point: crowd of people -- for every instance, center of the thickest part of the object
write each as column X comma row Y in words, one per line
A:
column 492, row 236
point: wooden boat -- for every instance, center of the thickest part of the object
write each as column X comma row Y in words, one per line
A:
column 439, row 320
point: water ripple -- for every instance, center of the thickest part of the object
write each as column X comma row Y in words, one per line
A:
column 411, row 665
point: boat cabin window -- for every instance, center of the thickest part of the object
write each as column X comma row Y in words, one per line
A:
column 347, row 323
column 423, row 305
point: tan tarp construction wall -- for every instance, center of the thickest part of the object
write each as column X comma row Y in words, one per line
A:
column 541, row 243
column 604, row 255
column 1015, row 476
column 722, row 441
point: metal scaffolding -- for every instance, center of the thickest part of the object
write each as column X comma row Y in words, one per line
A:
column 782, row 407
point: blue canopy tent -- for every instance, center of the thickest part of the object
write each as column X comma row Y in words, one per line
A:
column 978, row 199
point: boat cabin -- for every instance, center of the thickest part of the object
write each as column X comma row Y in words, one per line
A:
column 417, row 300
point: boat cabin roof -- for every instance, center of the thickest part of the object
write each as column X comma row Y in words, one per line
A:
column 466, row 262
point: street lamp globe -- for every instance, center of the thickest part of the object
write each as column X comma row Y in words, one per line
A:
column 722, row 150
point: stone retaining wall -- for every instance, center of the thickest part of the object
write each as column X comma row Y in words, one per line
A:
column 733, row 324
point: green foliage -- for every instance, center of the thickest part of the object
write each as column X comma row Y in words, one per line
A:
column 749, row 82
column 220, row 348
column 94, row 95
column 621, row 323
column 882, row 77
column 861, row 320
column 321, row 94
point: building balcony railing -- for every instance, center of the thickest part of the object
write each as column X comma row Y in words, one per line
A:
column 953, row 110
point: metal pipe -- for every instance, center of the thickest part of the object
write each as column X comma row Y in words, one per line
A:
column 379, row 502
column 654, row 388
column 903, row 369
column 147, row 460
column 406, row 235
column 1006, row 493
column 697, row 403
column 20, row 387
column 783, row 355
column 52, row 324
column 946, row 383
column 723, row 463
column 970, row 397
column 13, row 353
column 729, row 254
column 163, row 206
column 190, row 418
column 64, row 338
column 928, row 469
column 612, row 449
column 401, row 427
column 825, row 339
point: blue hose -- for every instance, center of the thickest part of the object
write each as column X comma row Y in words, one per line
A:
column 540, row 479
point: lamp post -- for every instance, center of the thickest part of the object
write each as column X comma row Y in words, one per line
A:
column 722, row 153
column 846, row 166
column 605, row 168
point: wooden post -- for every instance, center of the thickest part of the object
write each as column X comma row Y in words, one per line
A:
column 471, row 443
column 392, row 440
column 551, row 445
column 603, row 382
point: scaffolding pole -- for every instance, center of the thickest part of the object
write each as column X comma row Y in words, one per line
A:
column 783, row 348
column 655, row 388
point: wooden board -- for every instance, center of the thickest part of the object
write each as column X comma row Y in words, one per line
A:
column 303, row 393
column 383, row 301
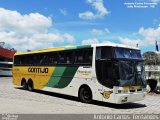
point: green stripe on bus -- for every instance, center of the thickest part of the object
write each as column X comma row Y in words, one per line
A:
column 56, row 76
column 78, row 47
column 66, row 77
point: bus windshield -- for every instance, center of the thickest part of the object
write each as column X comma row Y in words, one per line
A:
column 119, row 67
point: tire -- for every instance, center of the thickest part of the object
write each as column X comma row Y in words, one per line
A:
column 24, row 85
column 85, row 95
column 30, row 86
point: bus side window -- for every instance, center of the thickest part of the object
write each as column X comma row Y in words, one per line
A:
column 88, row 56
column 61, row 58
column 79, row 58
column 69, row 57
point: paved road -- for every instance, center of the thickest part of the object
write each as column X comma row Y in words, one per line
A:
column 15, row 100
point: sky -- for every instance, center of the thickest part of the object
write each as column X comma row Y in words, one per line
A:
column 36, row 24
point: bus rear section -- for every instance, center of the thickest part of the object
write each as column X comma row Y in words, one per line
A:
column 6, row 69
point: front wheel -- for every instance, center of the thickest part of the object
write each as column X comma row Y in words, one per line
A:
column 24, row 85
column 85, row 95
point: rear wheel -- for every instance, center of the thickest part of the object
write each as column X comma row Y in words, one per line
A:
column 24, row 85
column 30, row 85
column 85, row 95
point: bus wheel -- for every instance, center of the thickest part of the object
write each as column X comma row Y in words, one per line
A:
column 85, row 95
column 30, row 85
column 24, row 85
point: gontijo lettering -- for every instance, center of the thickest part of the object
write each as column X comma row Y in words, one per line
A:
column 37, row 70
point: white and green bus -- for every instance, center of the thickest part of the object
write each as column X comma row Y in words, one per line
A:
column 105, row 72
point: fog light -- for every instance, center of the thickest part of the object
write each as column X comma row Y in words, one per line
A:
column 124, row 99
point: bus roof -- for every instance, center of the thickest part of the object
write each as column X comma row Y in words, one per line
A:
column 75, row 47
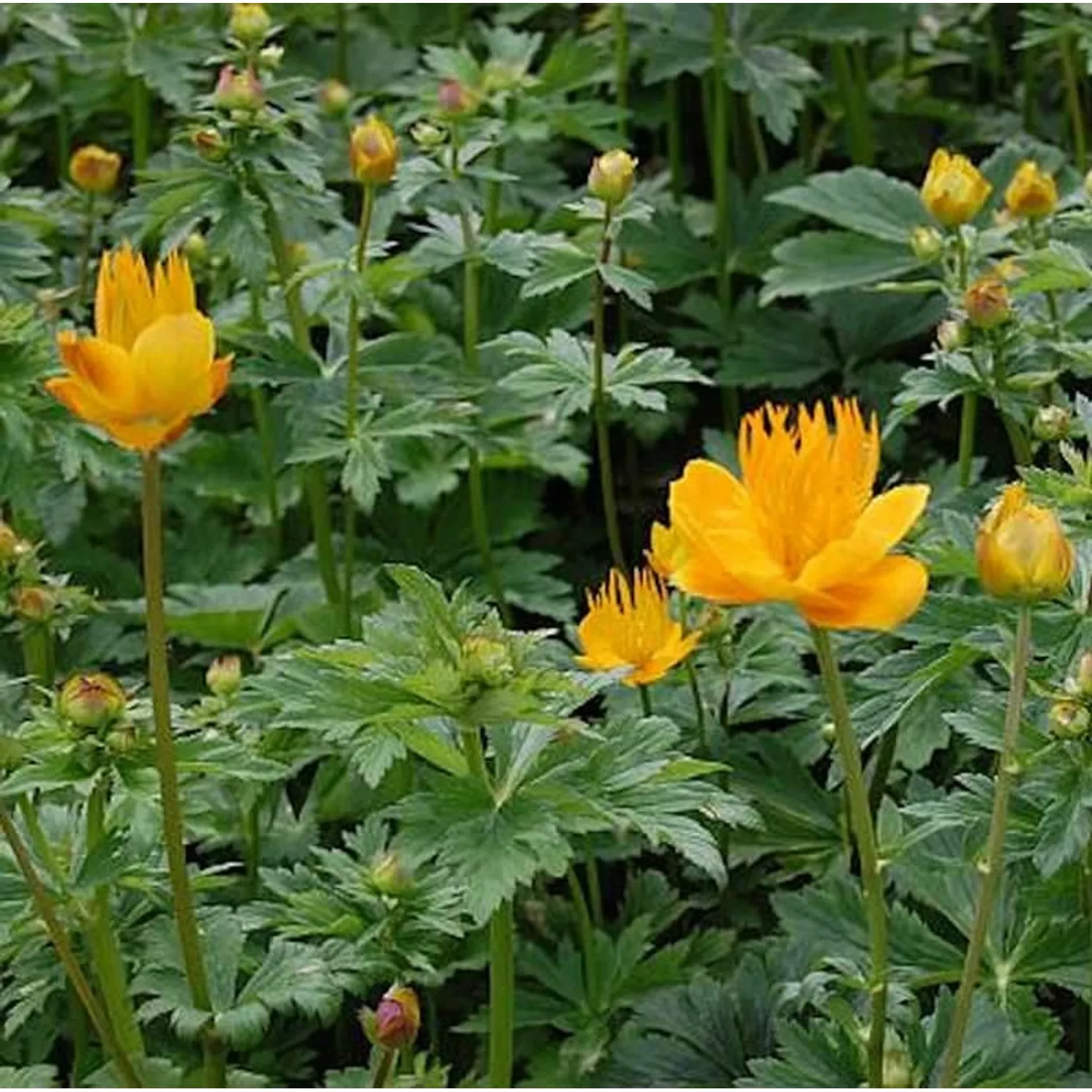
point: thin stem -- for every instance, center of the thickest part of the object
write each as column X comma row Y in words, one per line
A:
column 994, row 866
column 1074, row 100
column 103, row 941
column 314, row 480
column 600, row 402
column 865, row 834
column 89, row 242
column 59, row 938
column 502, row 995
column 353, row 397
column 189, row 936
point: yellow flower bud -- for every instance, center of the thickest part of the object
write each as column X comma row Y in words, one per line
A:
column 250, row 23
column 612, row 176
column 986, row 303
column 94, row 170
column 954, row 190
column 1021, row 550
column 926, row 244
column 373, row 152
column 224, row 676
column 92, row 701
column 1032, row 192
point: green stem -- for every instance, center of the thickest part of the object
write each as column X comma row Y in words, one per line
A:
column 600, row 403
column 189, row 936
column 106, row 958
column 587, row 934
column 59, row 938
column 1074, row 100
column 994, row 866
column 502, row 995
column 314, row 482
column 622, row 67
column 865, row 834
column 472, row 317
column 353, row 397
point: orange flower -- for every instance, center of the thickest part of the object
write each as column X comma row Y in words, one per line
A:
column 803, row 526
column 152, row 364
column 633, row 628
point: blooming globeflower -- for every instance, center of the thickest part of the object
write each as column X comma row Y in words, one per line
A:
column 802, row 526
column 151, row 366
column 954, row 190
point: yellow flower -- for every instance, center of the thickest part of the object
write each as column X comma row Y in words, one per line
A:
column 633, row 628
column 152, row 364
column 954, row 189
column 1021, row 550
column 665, row 553
column 94, row 170
column 1032, row 192
column 373, row 152
column 612, row 176
column 802, row 526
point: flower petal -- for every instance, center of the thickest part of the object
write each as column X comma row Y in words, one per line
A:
column 882, row 598
column 884, row 523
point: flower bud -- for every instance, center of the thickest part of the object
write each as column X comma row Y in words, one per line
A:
column 454, row 98
column 94, row 170
column 612, row 176
column 1051, row 424
column 395, row 1021
column 1032, row 192
column 33, row 604
column 1069, row 720
column 950, row 336
column 954, row 190
column 210, row 144
column 92, row 701
column 224, row 676
column 373, row 152
column 238, row 91
column 926, row 244
column 986, row 304
column 334, row 98
column 1021, row 550
column 250, row 23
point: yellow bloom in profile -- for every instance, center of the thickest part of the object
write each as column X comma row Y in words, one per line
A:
column 665, row 552
column 151, row 366
column 1032, row 192
column 1021, row 550
column 373, row 152
column 802, row 526
column 633, row 627
column 94, row 170
column 954, row 190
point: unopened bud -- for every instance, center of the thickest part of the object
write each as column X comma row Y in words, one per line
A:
column 1051, row 424
column 1069, row 720
column 334, row 98
column 92, row 701
column 224, row 676
column 612, row 176
column 250, row 23
column 926, row 244
column 210, row 144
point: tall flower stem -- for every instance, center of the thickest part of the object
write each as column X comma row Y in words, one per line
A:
column 600, row 402
column 189, row 936
column 314, row 484
column 472, row 319
column 994, row 866
column 103, row 941
column 353, row 397
column 865, row 834
column 59, row 938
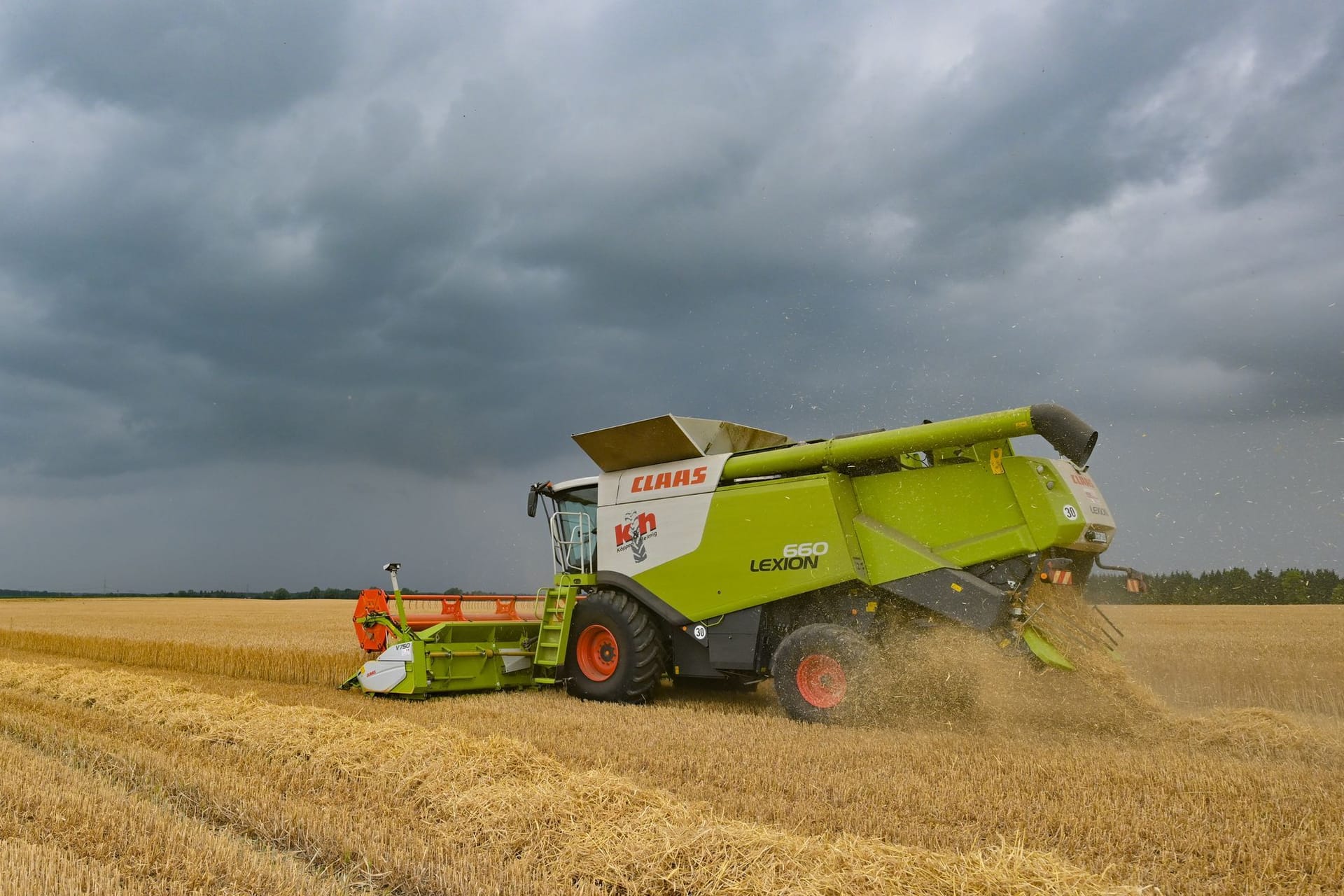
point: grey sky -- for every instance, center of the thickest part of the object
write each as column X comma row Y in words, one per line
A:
column 288, row 290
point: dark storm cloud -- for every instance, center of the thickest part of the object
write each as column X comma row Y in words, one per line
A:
column 201, row 61
column 426, row 241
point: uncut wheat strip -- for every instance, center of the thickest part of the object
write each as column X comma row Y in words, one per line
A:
column 45, row 799
column 292, row 665
column 50, row 871
column 594, row 825
column 296, row 806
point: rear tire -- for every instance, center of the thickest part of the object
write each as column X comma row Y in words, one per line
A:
column 616, row 649
column 819, row 672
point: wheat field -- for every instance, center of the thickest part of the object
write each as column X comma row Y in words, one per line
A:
column 163, row 746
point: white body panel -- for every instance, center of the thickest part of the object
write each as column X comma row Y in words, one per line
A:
column 388, row 671
column 652, row 514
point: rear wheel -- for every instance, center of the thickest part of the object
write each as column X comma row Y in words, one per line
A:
column 819, row 672
column 616, row 650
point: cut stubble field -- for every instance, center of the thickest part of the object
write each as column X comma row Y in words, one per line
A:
column 163, row 746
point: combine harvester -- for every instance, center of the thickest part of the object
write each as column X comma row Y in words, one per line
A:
column 717, row 552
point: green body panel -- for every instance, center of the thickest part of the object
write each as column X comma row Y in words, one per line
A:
column 962, row 512
column 859, row 449
column 878, row 528
column 749, row 527
column 1043, row 507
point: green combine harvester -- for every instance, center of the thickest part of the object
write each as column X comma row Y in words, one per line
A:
column 721, row 554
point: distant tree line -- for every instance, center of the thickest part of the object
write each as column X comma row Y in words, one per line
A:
column 1225, row 586
column 1218, row 586
column 279, row 594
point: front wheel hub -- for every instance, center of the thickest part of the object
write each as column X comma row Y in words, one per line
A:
column 597, row 653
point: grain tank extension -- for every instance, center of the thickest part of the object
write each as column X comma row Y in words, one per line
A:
column 720, row 554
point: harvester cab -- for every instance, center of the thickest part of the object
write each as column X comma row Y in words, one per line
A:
column 722, row 554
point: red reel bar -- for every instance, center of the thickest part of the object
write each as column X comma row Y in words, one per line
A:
column 425, row 610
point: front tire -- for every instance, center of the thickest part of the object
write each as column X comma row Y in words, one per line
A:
column 819, row 672
column 616, row 649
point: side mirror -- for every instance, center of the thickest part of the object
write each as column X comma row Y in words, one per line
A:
column 531, row 496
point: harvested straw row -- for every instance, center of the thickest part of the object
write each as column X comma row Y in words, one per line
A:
column 293, row 808
column 122, row 837
column 43, row 868
column 286, row 665
column 522, row 806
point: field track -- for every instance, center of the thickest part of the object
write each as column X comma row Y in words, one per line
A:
column 148, row 763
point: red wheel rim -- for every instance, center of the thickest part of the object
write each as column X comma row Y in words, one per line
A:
column 597, row 653
column 822, row 680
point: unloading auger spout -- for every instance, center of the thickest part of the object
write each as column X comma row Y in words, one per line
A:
column 1065, row 430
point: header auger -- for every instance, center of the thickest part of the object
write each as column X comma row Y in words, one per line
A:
column 721, row 554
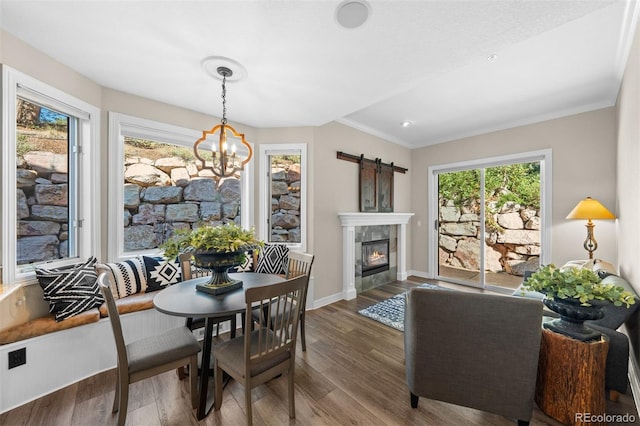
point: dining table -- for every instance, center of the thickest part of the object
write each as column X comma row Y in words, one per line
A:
column 184, row 300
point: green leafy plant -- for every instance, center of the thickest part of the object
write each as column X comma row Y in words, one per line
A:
column 225, row 238
column 576, row 283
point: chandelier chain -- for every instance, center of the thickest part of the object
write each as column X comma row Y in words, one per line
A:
column 224, row 99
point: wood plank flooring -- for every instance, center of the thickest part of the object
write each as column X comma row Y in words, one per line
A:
column 351, row 373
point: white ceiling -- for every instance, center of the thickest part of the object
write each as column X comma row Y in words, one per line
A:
column 423, row 61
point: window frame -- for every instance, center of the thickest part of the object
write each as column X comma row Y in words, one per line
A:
column 123, row 125
column 266, row 151
column 543, row 156
column 84, row 204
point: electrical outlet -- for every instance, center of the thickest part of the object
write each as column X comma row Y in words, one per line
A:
column 17, row 357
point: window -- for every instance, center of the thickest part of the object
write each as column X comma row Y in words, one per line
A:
column 283, row 195
column 48, row 193
column 158, row 186
column 491, row 219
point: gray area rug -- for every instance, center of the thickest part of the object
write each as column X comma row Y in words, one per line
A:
column 390, row 311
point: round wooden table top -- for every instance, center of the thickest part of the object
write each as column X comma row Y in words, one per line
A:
column 182, row 299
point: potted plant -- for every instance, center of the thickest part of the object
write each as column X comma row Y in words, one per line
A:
column 577, row 295
column 214, row 247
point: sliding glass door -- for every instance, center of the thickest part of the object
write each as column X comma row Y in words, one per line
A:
column 489, row 221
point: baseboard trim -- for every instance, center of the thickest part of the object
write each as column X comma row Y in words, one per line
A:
column 634, row 378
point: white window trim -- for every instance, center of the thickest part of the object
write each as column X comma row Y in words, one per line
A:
column 543, row 156
column 121, row 125
column 88, row 116
column 265, row 203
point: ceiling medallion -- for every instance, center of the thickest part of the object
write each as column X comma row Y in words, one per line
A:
column 221, row 159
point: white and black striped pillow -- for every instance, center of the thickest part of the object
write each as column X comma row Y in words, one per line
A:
column 129, row 276
column 70, row 290
column 273, row 259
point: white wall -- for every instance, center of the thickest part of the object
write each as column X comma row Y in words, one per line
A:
column 628, row 177
column 584, row 164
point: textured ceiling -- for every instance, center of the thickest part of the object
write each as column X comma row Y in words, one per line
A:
column 423, row 61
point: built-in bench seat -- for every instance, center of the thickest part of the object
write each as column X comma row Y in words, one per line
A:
column 48, row 324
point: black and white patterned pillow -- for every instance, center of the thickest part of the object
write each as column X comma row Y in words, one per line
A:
column 273, row 259
column 247, row 265
column 70, row 290
column 160, row 272
column 129, row 276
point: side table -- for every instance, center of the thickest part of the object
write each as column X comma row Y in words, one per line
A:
column 570, row 385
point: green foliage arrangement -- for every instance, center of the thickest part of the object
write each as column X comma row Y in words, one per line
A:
column 576, row 283
column 225, row 238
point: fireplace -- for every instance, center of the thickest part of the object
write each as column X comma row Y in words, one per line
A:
column 375, row 257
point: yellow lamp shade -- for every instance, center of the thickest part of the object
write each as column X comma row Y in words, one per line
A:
column 590, row 209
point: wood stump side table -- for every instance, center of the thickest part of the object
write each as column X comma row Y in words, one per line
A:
column 570, row 383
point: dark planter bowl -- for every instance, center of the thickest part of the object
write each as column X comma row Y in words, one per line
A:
column 572, row 317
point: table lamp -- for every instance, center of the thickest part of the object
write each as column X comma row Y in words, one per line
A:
column 590, row 209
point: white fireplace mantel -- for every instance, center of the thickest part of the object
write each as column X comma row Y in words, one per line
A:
column 349, row 221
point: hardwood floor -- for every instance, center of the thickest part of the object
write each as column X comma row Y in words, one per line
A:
column 352, row 373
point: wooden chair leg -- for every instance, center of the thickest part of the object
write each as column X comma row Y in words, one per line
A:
column 302, row 336
column 414, row 401
column 292, row 398
column 124, row 401
column 247, row 400
column 218, row 373
column 193, row 379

EXERCISE DETAILS » Could you copy every line from the records that mentions the word "combine"?

YOUR RESPONSE »
point: combine harvester -- for every instance, center of the thickest part of the object
point: green combine harvester -- for every instance, center of the thickest part of the object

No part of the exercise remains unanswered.